Lots of Fetchland readers already subscribe to services like Netflix, Amazon Prime, Hulu Plus, or even Marvel Unlimited.
… Which begs the question: When you have access to an almost limitless plethora of entertainment options, which ones should you pick?
“What’s Free Wednesday” is a weekly Fetchland feature spotlighting something great to read or watch available on one or more entertainment services. “Free” once you’ve paid for it, if you grok 🙂
The Kids Are All Right
Married lesbians Nic and Jules, played by Annette Bening and Julianne Moore respectively, each had a child using the same sperm donor years ago. The kids are now sixteen year old Laser and eighteen year old Joni – both curious about their biological father. This premise for The Kids Are All Right intrigues at the onset but the story only gets better after that and not just because said sperm donor happens to be the amazing Mark Ruffalo. He plays Paul, a bohemian restaurateur with a chill attitude and open heart. Bening’s Nic works as an OB/GYN and is the organizational neatnick of the family. Her wife, Jules, heretofore a housewife, now jumpstarts a landscaping business with the purchase of a beat up truck.

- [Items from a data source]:
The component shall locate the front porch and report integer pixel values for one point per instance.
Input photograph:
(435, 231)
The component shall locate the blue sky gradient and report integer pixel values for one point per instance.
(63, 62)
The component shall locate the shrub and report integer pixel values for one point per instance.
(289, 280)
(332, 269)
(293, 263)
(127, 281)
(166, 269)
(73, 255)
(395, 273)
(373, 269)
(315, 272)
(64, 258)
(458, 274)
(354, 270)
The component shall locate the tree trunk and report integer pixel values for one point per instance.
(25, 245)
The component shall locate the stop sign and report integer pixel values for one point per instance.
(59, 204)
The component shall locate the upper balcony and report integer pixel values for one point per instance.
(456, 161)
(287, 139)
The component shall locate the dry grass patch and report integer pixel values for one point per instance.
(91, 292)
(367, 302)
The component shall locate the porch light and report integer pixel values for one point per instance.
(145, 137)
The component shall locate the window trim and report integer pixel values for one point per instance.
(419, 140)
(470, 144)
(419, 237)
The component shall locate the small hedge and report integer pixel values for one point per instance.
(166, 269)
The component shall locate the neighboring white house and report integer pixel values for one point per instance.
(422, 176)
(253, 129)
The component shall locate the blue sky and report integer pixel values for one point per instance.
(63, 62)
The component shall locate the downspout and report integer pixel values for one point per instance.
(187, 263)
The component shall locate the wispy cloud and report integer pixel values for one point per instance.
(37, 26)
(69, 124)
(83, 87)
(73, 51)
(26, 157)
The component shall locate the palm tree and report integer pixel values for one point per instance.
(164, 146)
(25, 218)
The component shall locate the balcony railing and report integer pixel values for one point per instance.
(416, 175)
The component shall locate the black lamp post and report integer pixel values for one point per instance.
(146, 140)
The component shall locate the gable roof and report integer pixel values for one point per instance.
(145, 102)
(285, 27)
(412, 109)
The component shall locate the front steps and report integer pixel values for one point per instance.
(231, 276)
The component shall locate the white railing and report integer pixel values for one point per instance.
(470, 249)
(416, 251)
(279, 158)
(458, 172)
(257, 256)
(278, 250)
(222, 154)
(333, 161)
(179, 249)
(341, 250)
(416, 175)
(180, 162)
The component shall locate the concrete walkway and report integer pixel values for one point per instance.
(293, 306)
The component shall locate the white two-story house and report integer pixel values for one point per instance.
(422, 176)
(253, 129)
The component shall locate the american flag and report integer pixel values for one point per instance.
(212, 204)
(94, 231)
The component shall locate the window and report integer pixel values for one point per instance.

- [What this exercise asks]:
1. Answer these questions about the What's Free Wednesday feature:
(a) How old is Laser?
(b) What does Nic do for work?
(c) Which actor plays Paul?
2. Write out the What's Free Wednesday feature starting at "Lots of Fetchland" and ending at "should you pick?", swapping "Netflix" for "Disney+".

- [Answers to this exercise]:
1.
(a) Sixteen.
(b) She works as an OB/GYN.
(c) Mark Ruffalo.

2.
Lots of Fetchland readers already subscribe to services like Disney+, Amazon Prime, Hulu Plus, or even Marvel Unlimited.
… Which begs the question: When you have access to an almost limitless plethora of entertainment options, which ones should you pick?